==== READING TEXT ====

During the first month of this year, Sam Roderick says he had a friend who underwent surgery and he wanted to do something more than simply wish her well. His initial idea was to use clay to sculpt an egg without a center. He wanted to write his friend’s name and a prayer for her on a piece of paper and put it in the open space.
Unfortunately, he found that crafting such an egg proved too difficult. Fortunately, Roderick didn’t stop thinking of a way to create something that could hold a prayer or a wish.
Roderick started Wonderland Craft Studio, where he makes a variety of ceramics varying from dual purpose water pitcher/plant-watering device to something he calls wish people. He is also entering a piece in the upcoming Mayor’s Art Show. He titled his piece “Teacher and Students.”
Roderick says that he hopes that his wish people can create a new type of ritual for people who want to send out more than verbal prayers and wishes. He says that people of any faith or even atheists can use them to find a way to connect beyond their own thoughts and wishes. Roderick also says that his original concept for his wish people has expanded beyond his original intent. He says that customers have used them as birthday gifts and wedding presents.
Before moving to America, Roderick was born and grew up in the Philippines, where he lived in Manila with his adopted parents until the age of 10. He says he learned Tagalog, Mandarin Chinese, and FuJian, another dialect of Chinese that was spoken by his adopted family. Roderick later moved to Glendale, California, where he enjoyed the underground music scene of nearby Los Angeles and learned Spanish. Around the age of 22, he moved to Washington state and eventually discovered respect for Buddhism which he says keeps him in check. His Buddhist interests prompted him to learn the Tibetan alphabet.
Roderick has lived in Eugene, Oregon, since 2002. He previously worked as a graphic designer, working on websites, and still does some work for a few clients.
He also has worked for three years with Sacred Heart Hospice patients, conducting life interviews for terminally ill patients. When he started working with those patients, Roderick said he wandering if the patients were going to accept him, but found people willing to share their life experiences with him. He says that he has a list of guidelines for how to interview patients, but can’t always go by those guidelines. He compares his interview experiences to driving a car, saying that the patients are driving and he’s in the passenger’s seat.
Roderick became interested in both Hospice work and ceramics after his mother, Betty Roxas-Chua, suddenly passed away on December 28th, 2005 of an aortic aneurysm. He went to a bereavement group and after hearing grief stories, he says he felt like he needed to talk about her passing.
Roderick says his mother was a business woman who started a dress shop at an early age. He said she started many businesses throughout her life, and he thought she was very courageous in doing so. One of the reasons he creates with clay is to give tribute to her.

==== RECORDS SUPPLIED ====

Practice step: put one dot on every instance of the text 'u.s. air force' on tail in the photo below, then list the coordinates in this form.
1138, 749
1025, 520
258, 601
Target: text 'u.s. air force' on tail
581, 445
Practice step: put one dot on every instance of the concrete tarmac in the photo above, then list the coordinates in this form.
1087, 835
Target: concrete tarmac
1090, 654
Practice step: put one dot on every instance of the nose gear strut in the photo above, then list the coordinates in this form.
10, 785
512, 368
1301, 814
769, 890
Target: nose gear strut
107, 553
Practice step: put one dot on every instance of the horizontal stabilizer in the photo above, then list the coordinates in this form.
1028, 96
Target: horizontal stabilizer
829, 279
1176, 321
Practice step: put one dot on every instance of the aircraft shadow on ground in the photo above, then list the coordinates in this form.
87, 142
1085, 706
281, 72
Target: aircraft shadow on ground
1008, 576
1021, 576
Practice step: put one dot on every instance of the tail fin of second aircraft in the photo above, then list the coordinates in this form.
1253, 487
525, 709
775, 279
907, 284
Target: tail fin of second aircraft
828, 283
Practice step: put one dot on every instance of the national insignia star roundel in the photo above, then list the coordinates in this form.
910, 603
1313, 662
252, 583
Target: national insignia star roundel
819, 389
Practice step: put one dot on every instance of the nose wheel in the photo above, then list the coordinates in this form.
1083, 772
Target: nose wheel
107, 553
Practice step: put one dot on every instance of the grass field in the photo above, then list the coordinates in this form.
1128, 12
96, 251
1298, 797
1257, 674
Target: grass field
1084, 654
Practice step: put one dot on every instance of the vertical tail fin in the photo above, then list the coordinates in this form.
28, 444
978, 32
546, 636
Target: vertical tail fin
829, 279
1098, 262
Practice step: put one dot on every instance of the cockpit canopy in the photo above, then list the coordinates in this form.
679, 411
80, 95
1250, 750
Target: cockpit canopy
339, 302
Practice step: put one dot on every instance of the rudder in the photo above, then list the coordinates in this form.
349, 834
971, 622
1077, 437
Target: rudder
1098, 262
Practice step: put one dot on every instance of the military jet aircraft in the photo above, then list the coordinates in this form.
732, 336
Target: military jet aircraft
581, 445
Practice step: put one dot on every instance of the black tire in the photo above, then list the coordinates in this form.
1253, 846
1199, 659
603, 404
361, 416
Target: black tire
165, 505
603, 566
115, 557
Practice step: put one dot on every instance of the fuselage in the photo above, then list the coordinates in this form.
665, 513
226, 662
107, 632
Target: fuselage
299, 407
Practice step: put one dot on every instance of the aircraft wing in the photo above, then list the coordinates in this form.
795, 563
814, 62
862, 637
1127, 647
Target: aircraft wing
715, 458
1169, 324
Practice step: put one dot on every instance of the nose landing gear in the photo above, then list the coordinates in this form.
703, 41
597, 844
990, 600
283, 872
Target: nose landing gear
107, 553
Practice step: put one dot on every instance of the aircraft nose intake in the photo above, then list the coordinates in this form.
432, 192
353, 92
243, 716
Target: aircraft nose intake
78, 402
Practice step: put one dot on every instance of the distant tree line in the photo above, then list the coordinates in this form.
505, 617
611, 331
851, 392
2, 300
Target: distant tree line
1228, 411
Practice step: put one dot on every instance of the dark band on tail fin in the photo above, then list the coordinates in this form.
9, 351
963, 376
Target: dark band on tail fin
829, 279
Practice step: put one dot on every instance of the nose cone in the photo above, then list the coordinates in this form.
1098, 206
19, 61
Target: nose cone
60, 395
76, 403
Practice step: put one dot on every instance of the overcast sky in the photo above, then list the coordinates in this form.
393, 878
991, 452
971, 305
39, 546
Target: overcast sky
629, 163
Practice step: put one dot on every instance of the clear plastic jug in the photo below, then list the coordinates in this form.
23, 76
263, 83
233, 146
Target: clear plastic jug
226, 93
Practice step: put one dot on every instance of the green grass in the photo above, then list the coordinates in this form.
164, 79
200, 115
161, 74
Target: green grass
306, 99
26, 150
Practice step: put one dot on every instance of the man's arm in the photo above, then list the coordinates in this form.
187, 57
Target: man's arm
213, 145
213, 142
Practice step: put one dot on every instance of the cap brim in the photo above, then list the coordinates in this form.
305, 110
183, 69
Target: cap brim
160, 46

====

According to the article about Sam Roderick, since what year has he lived in Eugene, Oregon? The records have nothing to do with the article about Sam Roderick.

Since 2002.